Le réalisateur joue avec les codes du film d’horreur pour raconter ses traumas : la maison qui brûle, le sang qui gicle, les fœtus en gros plans, comme autant de marqueurs d’une vie sacrifiée. On sort essorés littéralement devant tant de souffrances et d’incompréhension. Marilyn Monroe est seule, désespérément seule et incomprise.  

Andrew Dominik est virtuose dans sa façon de passer du noir et blanc, le négatif cauchemardesque de la vie de Marylin, à la couleur et aux rares moments heureux de la star. Une habileté visuelle qui tient du génie pour illustrer le monde chaotique de Marylin Monroe. Une narration déconstruite qui ne nuit absolument pas à cette longue séance de psychanalyse qu’offre Blonde. Comme le roman dont il est tiré, le film s’intéresse moins à la véracité chronologique qu’à la psyché de Marylin. Il permet au réalisateur néo-zélandais de brouiller les frontières entre souvenirs réels et hallucinations. Un chaos visuel qui en fait un vrai grand film de cinéma et surtout pas un biopic.

Le film est volontairement elliptique, avec comme seuls repères des reconstitutions de films phares dans lesquels Marylin a joué. De troublez moi ce soir à Certains l’aiment chaud… Des scènes qui sont gravées à jamais dans nos mémoires de cinéphiles et qui nous font mesurer d’autant plus l‘enfer traversé par cette actrice météore.

Blonde est un film à la démesure de son sujet, baroque et onirique, irritant et hypnotique. Un film nécessaire pour entrevoir l’envers du décor hollywoodien qui a broyé, en 10 ans, une petite fille qui voulait juste être aimée.

__CONSIGNE__
Recopiez le passage de la critique du film Blonde situé entre "Le film est" et "juste être aimée.", inclus.

__MATÉRIEL PRÉSENTÉ__
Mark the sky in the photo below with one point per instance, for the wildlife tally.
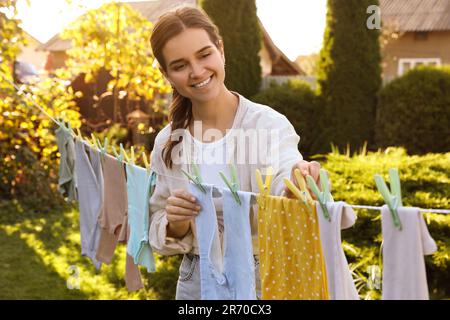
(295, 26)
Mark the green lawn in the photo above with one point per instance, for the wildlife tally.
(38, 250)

---

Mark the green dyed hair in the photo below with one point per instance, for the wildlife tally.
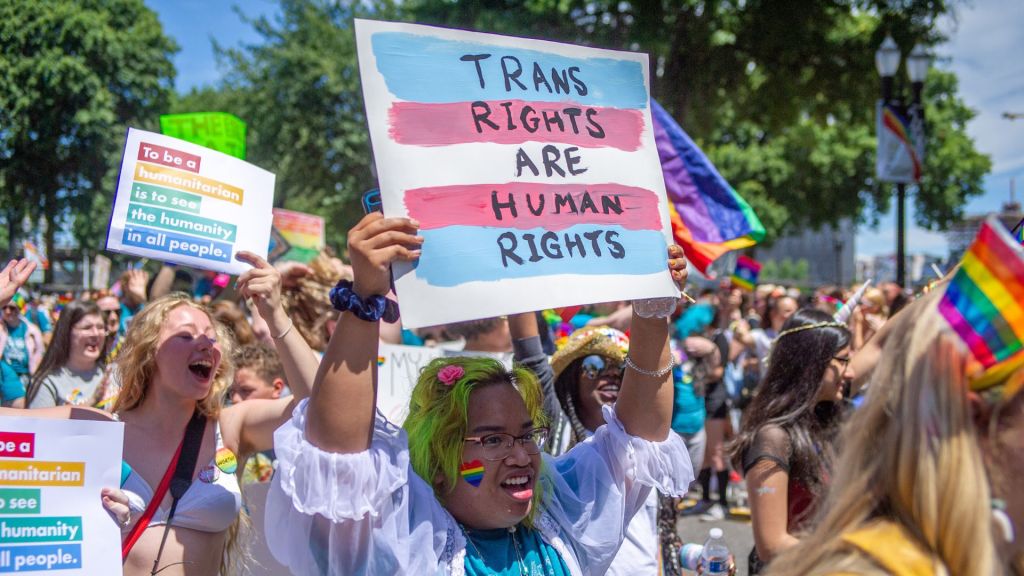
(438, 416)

__RÉPONSE__
Le film est volontairement elliptique, avec comme seuls repères des reconstitutions de films phares dans lesquels Marylin a joué. De troublez moi ce soir à Certains l’aiment chaud… Des scènes qui sont gravées à jamais dans nos mémoires de cinéphiles et qui nous font mesurer d’autant plus l‘enfer traversé par cette actrice météore.

Blonde est un film à la démesure de son sujet, baroque et onirique, irritant et hypnotique. Un film nécessaire pour entrevoir l’envers du décor hollywoodien qui a broyé, en 10 ans, une petite fille qui voulait juste être aimée.